§ Written problem 1:
Answer these questions using the blog excerpt about returning to writing:
(a) What online community helped the writer steady themselves and start writing again?
(b) What is the title of the writer's first fanfiction in probably ten years?
(c) Which book has the writer reached in the current re-read of the series?
§ Written problem 2:
Rewrite the rows of stored entries starting with the row that contains "the fallen tree" and going on through the last row, keeping every request and raising each coordinate in the answers by 75.

§ Selected passage:
Not keen on just jumping back into reading the books, I instead found a little online community of people who enjoyed the books the way that I had and I slowly started to consider a project that I’d first started days after reading Half-Blood Prince. It’s been so long since I’d finished a project to completion that I kind of forgot bits of the process even though I’ve never stopped writing, but this Discord community for Harry Potter was the perfect catalyst needed to help steady me following such catastrophic grief and get me writing again.

For the first time ever, I engaged in Harry Potter fanfiction and wrote The Promise, my first fanfiction in probably ten years, and my first completed story since even longer than that. The Promise reminded me of all the steps I take in really creating and getting the words on the page to the point that I was ready for others to read. It brought a whole new level of anxiety that I don’t recall having the last time I’d tried to share my writings, but I finished the story nonetheless, and I’ve been propelled to actually write an intended fanfiction whose notes began over a decade ago. “Platinum Neco Nostrum” will be quite the undertaking, but I’ve been picking up and completing the old notes for about a year now. Currently, I’ve hit a wall in the story given that it’s supposed to be a re-telling of the sixth book and I haven’t read the books in ages, so my new endeavor involves actually re-reading all seven books again. I’m up to Order of the Phoenix and I can’t help eyeing the book with a bit more of an editorial glare. I definitely see things that are moving too slow or should have been cut or edited differently, but that’s to be expected since all I’ve been doing for the last ten years or so is noting or editing or worrying about word count. Once I’ve finished the books, I’ll be in a good position to finalize the notes for Nostrum and then begin on its intended sequel. But, first the reading!

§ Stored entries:
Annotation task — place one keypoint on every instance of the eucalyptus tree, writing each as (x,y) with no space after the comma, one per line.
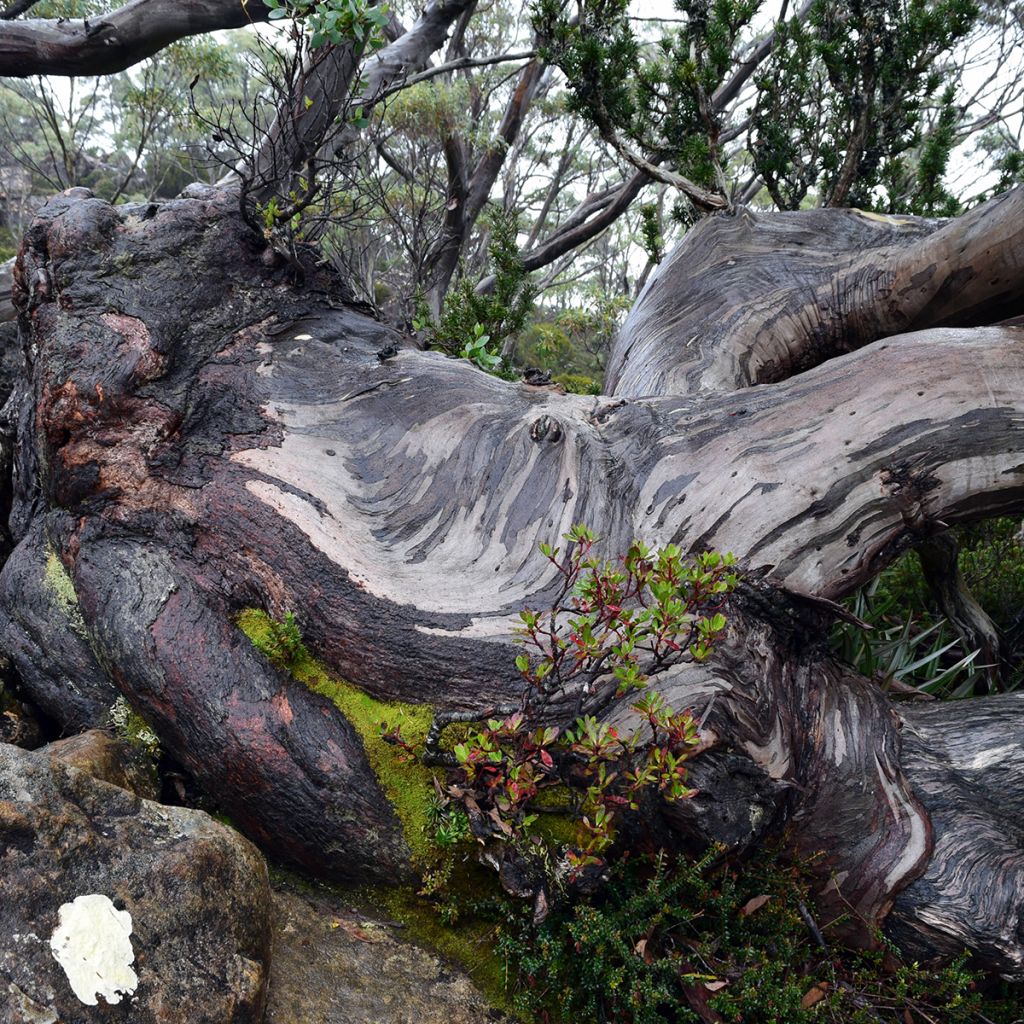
(208,424)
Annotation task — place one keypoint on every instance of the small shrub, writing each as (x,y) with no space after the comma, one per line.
(485,323)
(611,624)
(677,941)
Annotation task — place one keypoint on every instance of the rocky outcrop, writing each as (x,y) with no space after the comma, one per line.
(110,760)
(334,966)
(116,908)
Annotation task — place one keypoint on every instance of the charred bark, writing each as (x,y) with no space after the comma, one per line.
(205,438)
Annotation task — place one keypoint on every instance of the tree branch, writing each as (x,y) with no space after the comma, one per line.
(113,42)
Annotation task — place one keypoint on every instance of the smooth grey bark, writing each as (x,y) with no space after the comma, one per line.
(259,445)
(115,41)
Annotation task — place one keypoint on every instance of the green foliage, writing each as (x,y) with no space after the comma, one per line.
(578,383)
(910,643)
(903,647)
(650,232)
(656,98)
(335,22)
(477,326)
(865,72)
(282,641)
(478,349)
(610,625)
(671,942)
(573,342)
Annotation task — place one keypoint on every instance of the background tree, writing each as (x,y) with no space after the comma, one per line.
(186,454)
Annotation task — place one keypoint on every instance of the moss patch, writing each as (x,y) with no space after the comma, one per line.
(407,783)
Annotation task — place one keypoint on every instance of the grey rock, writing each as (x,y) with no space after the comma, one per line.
(332,966)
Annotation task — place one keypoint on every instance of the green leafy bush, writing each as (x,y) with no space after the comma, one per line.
(494,317)
(677,941)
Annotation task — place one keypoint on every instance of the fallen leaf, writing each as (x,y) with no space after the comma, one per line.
(753,904)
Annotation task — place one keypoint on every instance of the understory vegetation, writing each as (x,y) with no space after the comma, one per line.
(588,925)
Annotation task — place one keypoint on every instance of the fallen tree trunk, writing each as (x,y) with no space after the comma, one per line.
(200,437)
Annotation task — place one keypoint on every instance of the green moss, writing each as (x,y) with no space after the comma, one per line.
(59,584)
(470,942)
(408,784)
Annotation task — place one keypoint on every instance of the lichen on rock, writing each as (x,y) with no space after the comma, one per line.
(92,943)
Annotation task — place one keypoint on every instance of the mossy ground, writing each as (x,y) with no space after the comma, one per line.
(408,784)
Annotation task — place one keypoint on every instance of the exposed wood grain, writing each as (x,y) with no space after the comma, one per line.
(200,437)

§ Complete output 1:
(a) A Discord community for Harry Potter.
(b) The Promise.
(c) Order of the Phoenix.

§ Complete output 2:
Annotation task — place one keypoint on every instance of the fallen tree trunk, writing each as (x,y) with no space after the comma, one per line.
(275,512)
Annotation task — place one keypoint on every instance of the green moss, writing each as (x,y) with no space after the comma, one per line.
(134,659)
(545,1017)
(483,859)
Annotation task — place one keypoint on every instance of the lichen on rock, writing each as (x,y) with no space after the comma, one per line.
(167,1018)
Annotation task — place one keypoint on every instance of the mossy ground, writing each as (x,y) with no space after the comma, one per line.
(483,859)
Annotation task — place one keypoint on every instance of the exposed wood grain, writing each as (x,y) with no space after the comma, one per line.
(275,512)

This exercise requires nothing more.